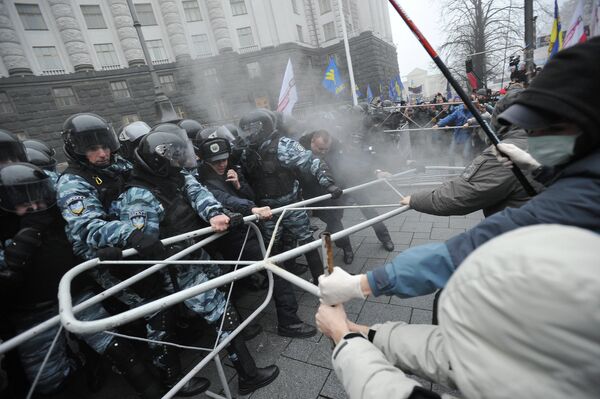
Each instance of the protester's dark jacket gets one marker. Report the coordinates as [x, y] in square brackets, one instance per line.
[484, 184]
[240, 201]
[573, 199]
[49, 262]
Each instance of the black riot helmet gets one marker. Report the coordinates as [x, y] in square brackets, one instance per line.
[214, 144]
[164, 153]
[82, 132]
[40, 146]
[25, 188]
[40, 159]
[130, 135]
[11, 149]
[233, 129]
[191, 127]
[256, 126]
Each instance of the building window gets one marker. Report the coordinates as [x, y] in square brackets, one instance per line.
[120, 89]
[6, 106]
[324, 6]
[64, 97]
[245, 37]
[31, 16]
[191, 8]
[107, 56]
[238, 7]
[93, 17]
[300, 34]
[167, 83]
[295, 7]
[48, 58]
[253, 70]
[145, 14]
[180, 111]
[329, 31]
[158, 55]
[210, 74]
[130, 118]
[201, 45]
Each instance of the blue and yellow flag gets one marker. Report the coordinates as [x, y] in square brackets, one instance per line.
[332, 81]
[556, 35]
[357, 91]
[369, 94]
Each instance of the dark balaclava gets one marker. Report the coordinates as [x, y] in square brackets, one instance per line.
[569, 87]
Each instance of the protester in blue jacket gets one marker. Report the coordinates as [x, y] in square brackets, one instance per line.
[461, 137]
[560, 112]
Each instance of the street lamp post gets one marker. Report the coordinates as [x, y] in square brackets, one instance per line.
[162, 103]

Task instructions:
Include both ends. Return the line holding "Each instance of the protester in" and all lines after it in the records above, exactly as written.

Exercise answer:
Each instance of the protester in blue jacket gets one marker. Report the coordinates as [x, y] in square brackets, one instance per line.
[461, 137]
[560, 112]
Each instance of the street lamp post gets one marker. Report the coordinates as [x, y] in square brackets, one instance per line.
[162, 103]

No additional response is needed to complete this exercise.